- Exercise requirements
1. Answer these questions using the email on Wikimedia licensing.
(a) On what date was the resolution on non-commercial and non-derivative licenses dropped?
(b) How long was the fair use resolution inactive before it was dropped?
(c) Which Wikipedia community does Tisza Gergo say is debating image license policies?
2. Transcribe the stretch of the email on Wikimedia licensing from "Outcome: the resolution was" through "it more plainly.".

- Page text
--- Begin ---

Non-commercial and non-derivative licenses are not compatible with the
notion of free content supported by the Wikimedia Foundation and the
Free Software Foundation, as defined at freecontentdefinition.org

In order to clarify this situation, the Board resolves that:
Content under "non-derivative" or "non-commercial" licenses is not
sufficiently free to allow use on Wikimedia projects. Content dual
licensed under one of these with a free license continues to be acceptable.

Outcome: The resolution dropped was dropped at a meeting 5 aug 2006. The
conclusion was essentially that the board should not get involved in
that (not a policy) but that recommandations would be suitable. It was
concluded that Jimbo would blog about it.

----------

Resolution:Fair Use
Proposed by : an editor, copied by Anthere


Given that fair-use content has been widely tolerated for historical
reasons on the Wikimedia Foundation's projects
Given that fair-use content is, by essence, non-free
Given that the Wikimedia Foundation objectives are to promote free
material in the whole world, not only in the United States of America
where the fair-use can apply
Outcome of the resolution: Given that free content is now widely
available for all the Wikimedia's Foundation projects through Wikimedia
Commons
The board resolves :
â–ª That starting from today (insert date), no fair use content shall be
added to the Wikimedia Foundation's projects
â–ª and that the existing fair-use content shall not be deleted until
replaced by free content

Outcome: the resolution was inactive for two months with no motion to
vote. It was consequently dropped.


--------------

I think this resumes pretty well the position of the Foundation on the
issue :-)

I will actually say it more plainly.
I think the projects are not (should not be) managed by the Foundation.
The Foundation supports the projects, which is very different. Jimbo or
others may provide some guidance, but it is not the role of the
Foundation to say "fair use is allowed" or "fair use is not allowed".

Ant


----------Tomek "Polimerek" Ganicz wrote:
> Tisza Gergo wrote:
>
>>There is an ongoing debate in the Hungarian Wikipedia community about
>>image license policies. I didn't find anything about the Foundation's
>>position on the issue (except for the rather vague [[m:Foundation
>>issues]]), so I'll try to ask here:
>
>
> The same is on Polish :-) I think there should be an official Foundation
> policy about it. When we were asking people from Foundation around 1
> year ago, the answers where different from one person to another, and
> then two groups of users (pro fair-use and anti fair-use) were using
> these diffrent answers as a key argument. Finally, someone asked simple
> question: do we really want to make Polish Wikipedia to constantly
> break Polish Law?

--- End ---

(Photo labels with bounding boxes)
--- Begin ---

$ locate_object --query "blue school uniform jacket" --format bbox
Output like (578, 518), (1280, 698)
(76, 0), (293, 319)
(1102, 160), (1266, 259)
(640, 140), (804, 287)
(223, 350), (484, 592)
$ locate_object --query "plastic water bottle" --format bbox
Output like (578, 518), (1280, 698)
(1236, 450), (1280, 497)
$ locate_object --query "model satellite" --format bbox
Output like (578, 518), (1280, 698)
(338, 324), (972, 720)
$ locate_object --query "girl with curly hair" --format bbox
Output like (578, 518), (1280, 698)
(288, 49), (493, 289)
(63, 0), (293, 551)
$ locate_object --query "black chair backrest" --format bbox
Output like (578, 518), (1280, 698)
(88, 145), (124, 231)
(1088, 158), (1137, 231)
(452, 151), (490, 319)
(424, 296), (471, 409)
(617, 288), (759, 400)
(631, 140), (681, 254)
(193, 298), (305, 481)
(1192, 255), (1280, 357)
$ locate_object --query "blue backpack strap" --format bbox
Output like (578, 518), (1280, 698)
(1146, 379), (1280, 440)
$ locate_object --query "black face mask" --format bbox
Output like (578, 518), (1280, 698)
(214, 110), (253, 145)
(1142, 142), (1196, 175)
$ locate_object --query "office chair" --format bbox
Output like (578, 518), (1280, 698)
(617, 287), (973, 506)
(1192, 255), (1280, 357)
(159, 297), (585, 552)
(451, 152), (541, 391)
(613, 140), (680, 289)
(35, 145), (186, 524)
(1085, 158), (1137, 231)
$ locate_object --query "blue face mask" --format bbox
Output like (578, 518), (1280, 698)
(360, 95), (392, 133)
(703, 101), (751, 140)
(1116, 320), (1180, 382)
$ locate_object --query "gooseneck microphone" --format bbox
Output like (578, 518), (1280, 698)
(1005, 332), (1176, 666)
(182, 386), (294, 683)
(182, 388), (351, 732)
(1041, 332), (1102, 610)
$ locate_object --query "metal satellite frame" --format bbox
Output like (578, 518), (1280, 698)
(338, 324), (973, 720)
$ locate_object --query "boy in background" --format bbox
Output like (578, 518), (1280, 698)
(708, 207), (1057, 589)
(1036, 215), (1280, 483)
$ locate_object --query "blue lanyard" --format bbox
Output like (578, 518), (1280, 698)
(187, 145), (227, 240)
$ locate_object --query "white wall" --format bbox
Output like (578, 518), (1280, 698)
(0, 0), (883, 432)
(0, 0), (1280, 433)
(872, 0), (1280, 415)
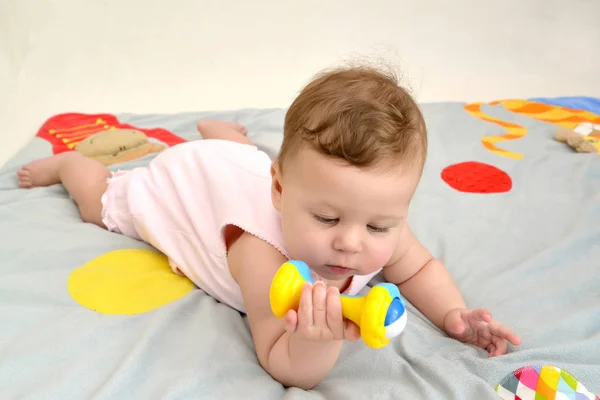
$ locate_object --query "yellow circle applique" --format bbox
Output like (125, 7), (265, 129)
(67, 249), (194, 315)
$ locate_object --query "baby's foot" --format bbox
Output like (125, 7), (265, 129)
(17, 154), (62, 189)
(225, 121), (248, 136)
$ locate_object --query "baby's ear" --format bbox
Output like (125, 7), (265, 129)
(271, 160), (283, 212)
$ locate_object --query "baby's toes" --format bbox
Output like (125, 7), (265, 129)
(17, 170), (33, 189)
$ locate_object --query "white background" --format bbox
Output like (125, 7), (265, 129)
(0, 0), (600, 165)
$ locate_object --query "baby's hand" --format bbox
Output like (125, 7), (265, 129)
(444, 308), (521, 357)
(285, 281), (360, 341)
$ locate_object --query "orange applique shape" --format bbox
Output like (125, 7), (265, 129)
(36, 113), (186, 154)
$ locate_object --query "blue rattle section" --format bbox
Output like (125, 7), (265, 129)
(377, 283), (406, 326)
(288, 260), (314, 283)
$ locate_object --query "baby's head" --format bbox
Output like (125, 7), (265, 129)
(271, 68), (427, 281)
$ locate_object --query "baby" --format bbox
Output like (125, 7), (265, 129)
(18, 67), (520, 389)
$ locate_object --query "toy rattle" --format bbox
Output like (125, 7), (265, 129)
(270, 260), (407, 349)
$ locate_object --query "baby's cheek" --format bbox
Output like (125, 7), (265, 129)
(372, 245), (395, 268)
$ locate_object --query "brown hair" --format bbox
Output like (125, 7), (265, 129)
(278, 67), (427, 173)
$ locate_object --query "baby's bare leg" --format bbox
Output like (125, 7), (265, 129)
(196, 119), (252, 144)
(17, 151), (111, 229)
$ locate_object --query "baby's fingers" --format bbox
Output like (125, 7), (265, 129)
(327, 287), (344, 340)
(298, 283), (313, 329)
(283, 310), (298, 333)
(490, 321), (521, 346)
(344, 319), (360, 342)
(312, 281), (327, 329)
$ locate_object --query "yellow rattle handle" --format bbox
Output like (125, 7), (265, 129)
(269, 260), (407, 348)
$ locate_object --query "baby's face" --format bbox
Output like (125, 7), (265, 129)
(273, 147), (419, 281)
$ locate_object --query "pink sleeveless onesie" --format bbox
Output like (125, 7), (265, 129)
(102, 139), (379, 312)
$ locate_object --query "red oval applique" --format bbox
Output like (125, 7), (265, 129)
(442, 161), (512, 193)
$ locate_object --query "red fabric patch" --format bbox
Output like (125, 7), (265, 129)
(37, 113), (185, 154)
(442, 161), (512, 193)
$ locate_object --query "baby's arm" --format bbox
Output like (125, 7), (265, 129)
(383, 226), (520, 357)
(383, 225), (467, 330)
(227, 233), (343, 389)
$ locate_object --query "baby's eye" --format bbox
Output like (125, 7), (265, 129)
(314, 214), (339, 225)
(367, 225), (390, 233)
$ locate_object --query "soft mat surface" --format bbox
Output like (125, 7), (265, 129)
(0, 98), (600, 400)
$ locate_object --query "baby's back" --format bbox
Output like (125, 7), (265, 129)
(127, 139), (285, 311)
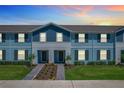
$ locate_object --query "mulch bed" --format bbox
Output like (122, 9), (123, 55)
(35, 64), (57, 80)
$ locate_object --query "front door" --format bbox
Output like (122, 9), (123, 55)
(121, 50), (124, 63)
(54, 50), (65, 63)
(38, 50), (49, 63)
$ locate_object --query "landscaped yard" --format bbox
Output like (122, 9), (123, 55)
(0, 65), (31, 80)
(65, 65), (124, 80)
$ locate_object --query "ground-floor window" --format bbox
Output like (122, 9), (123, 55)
(100, 50), (107, 60)
(78, 50), (85, 60)
(18, 50), (25, 60)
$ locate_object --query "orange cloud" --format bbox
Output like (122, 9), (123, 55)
(58, 5), (94, 17)
(105, 5), (124, 12)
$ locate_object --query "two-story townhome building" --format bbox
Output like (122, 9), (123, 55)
(0, 23), (124, 64)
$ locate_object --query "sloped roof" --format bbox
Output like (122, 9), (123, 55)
(0, 24), (124, 33)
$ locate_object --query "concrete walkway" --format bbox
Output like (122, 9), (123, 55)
(56, 64), (65, 80)
(0, 80), (124, 88)
(23, 64), (43, 80)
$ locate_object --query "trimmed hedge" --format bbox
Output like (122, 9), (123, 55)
(0, 61), (30, 65)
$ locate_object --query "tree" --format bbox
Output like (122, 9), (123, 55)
(65, 55), (71, 64)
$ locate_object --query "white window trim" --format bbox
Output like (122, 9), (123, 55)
(100, 50), (107, 60)
(17, 50), (25, 60)
(40, 32), (46, 42)
(18, 33), (25, 43)
(56, 32), (63, 42)
(0, 50), (3, 60)
(78, 33), (85, 43)
(100, 34), (107, 43)
(78, 50), (86, 61)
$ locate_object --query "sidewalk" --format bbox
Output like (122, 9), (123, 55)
(0, 80), (124, 88)
(56, 64), (65, 80)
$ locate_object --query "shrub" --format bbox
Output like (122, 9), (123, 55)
(87, 61), (96, 65)
(0, 61), (30, 65)
(74, 61), (85, 65)
(96, 61), (107, 65)
(108, 60), (115, 65)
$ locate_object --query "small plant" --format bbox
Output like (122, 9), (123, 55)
(87, 61), (96, 65)
(28, 54), (35, 66)
(65, 55), (71, 64)
(74, 61), (81, 65)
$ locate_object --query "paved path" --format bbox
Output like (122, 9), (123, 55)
(23, 64), (43, 80)
(0, 80), (124, 88)
(56, 64), (65, 80)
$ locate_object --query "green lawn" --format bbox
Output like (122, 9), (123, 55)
(0, 65), (31, 80)
(65, 65), (124, 80)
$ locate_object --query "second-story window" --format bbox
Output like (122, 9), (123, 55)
(56, 33), (63, 42)
(40, 33), (46, 42)
(18, 33), (25, 42)
(0, 33), (2, 42)
(100, 34), (107, 43)
(78, 33), (85, 43)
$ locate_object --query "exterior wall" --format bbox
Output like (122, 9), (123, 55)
(32, 42), (71, 64)
(71, 33), (115, 63)
(0, 25), (124, 64)
(0, 33), (31, 61)
(115, 30), (124, 64)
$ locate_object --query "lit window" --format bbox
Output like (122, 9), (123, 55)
(18, 34), (25, 42)
(40, 33), (46, 42)
(78, 34), (85, 43)
(0, 50), (3, 60)
(101, 34), (107, 43)
(0, 33), (2, 42)
(100, 50), (107, 60)
(56, 33), (63, 42)
(18, 50), (25, 60)
(78, 50), (85, 60)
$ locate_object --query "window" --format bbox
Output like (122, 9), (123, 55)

--- End ---

- Results of the exercise
1.
(a) 5 aug 2006
(b) Two months
(c) The Hungarian Wikipedia community

2.
Outcome: the resolution was inactive for two months with no motion to
vote. It was consequently dropped.


--------------

I think this resumes pretty well the position of the Foundation on the
issue :-)

I will actually say it more plainly.